▶ **STATED GOAL**
Please return, character for character, the lines below from the very first one through the line containing "494;96;533;112", including both of those lines.

Records from a data collection:
>>>
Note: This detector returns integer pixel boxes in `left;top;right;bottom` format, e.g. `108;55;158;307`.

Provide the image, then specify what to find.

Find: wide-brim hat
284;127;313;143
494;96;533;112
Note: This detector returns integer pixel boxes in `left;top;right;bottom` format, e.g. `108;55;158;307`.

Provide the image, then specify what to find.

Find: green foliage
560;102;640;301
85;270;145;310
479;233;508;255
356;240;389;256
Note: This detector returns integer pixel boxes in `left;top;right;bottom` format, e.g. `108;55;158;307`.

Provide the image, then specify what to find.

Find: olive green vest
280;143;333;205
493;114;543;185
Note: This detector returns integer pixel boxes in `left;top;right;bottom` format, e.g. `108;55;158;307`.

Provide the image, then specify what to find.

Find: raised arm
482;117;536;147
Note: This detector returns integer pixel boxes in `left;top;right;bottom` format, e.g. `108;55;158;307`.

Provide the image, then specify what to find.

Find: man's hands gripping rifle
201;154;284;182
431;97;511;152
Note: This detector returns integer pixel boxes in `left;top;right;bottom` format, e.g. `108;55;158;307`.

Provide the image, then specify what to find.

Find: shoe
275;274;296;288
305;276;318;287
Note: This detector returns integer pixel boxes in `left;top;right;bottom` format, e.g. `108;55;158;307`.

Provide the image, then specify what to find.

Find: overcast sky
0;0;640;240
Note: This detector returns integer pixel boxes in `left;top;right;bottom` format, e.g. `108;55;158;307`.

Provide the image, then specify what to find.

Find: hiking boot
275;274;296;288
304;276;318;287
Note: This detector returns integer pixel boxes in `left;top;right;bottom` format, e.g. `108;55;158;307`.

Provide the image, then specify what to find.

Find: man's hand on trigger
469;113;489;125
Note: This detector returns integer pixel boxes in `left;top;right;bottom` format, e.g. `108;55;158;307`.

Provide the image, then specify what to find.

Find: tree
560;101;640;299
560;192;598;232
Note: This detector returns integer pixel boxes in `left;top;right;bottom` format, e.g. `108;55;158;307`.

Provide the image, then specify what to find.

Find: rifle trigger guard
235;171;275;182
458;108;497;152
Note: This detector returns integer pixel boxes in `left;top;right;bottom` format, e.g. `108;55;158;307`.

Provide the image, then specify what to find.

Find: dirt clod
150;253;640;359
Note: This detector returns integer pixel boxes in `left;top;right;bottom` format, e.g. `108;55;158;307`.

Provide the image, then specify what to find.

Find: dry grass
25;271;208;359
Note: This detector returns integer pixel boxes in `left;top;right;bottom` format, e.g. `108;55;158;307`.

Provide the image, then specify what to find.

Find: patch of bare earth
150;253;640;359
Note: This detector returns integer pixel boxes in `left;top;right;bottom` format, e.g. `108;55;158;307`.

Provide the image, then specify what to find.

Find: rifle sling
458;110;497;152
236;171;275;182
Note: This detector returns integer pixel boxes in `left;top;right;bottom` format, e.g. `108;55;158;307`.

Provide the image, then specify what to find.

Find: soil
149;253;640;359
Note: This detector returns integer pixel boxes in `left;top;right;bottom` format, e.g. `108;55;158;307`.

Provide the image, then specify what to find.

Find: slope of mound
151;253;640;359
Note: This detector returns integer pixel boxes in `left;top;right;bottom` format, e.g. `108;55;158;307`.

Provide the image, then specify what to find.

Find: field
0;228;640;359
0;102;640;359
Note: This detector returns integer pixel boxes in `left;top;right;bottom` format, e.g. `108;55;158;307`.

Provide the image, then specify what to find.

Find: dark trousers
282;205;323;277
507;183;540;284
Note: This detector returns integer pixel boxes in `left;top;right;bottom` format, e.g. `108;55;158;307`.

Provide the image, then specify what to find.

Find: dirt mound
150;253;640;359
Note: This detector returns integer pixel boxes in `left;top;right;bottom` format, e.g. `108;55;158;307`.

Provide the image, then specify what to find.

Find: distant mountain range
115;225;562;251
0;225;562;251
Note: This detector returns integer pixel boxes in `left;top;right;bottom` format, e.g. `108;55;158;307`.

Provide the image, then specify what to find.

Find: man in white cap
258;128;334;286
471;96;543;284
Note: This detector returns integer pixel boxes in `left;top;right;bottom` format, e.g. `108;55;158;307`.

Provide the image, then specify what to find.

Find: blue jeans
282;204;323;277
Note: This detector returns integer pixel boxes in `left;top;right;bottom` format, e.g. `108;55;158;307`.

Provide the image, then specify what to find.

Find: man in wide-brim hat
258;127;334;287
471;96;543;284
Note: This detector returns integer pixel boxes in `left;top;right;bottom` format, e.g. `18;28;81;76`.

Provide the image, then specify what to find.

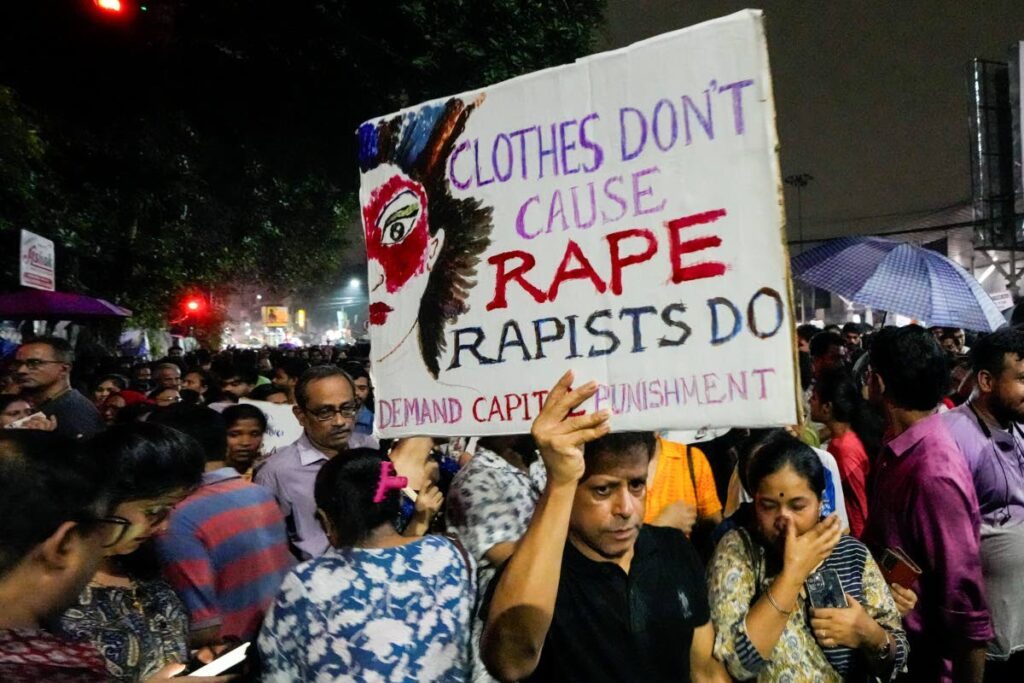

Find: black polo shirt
483;525;711;682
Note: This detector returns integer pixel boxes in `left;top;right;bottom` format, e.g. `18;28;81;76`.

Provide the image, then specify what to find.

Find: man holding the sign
481;373;729;681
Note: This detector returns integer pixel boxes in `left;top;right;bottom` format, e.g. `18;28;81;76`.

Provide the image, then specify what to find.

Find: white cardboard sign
357;10;799;436
19;230;56;292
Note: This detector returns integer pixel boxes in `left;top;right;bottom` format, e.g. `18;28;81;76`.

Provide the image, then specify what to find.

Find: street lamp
782;173;814;323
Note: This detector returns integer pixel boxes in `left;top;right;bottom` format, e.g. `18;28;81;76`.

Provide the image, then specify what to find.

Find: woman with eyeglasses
60;423;205;681
0;394;33;427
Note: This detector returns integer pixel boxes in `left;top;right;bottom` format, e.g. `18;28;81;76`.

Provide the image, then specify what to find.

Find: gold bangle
765;588;793;616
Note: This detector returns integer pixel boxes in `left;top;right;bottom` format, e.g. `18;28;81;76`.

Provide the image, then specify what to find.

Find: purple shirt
865;415;993;681
253;432;376;560
942;403;1024;526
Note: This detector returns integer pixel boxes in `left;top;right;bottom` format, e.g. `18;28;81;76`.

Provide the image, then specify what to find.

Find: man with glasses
157;362;181;391
0;430;115;681
253;366;377;560
864;325;993;681
11;337;103;439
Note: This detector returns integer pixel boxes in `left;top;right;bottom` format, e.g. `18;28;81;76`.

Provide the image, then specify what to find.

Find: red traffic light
182;296;206;315
92;0;124;13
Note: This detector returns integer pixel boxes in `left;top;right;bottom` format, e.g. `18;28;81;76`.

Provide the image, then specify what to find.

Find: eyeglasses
306;401;359;422
82;515;131;548
10;358;65;370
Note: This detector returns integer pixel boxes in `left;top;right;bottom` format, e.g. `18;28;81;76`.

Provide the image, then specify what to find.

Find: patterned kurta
60;581;188;681
446;447;547;683
258;536;475;683
708;529;908;683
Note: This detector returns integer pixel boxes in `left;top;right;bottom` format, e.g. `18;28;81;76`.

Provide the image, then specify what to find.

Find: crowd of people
0;324;1024;682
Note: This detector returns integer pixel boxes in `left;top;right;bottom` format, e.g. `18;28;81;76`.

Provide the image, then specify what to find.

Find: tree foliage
0;0;604;324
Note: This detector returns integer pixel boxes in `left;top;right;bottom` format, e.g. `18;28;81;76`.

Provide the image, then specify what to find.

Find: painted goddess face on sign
362;164;444;335
358;98;492;378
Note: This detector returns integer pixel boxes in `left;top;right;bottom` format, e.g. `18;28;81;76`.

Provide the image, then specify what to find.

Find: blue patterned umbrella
793;237;1006;332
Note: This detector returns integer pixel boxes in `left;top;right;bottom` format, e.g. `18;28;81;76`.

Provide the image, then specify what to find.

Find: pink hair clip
374;460;409;503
<<<
▶ **FINISHED EXERCISE**
Note: This detector returns integer pixel boxes in `left;top;right;bottom` format, e.g. `108;55;158;307`.

Provide the image, then specify what to find.

Find: wide-brim hat
284;127;313;143
494;96;533;112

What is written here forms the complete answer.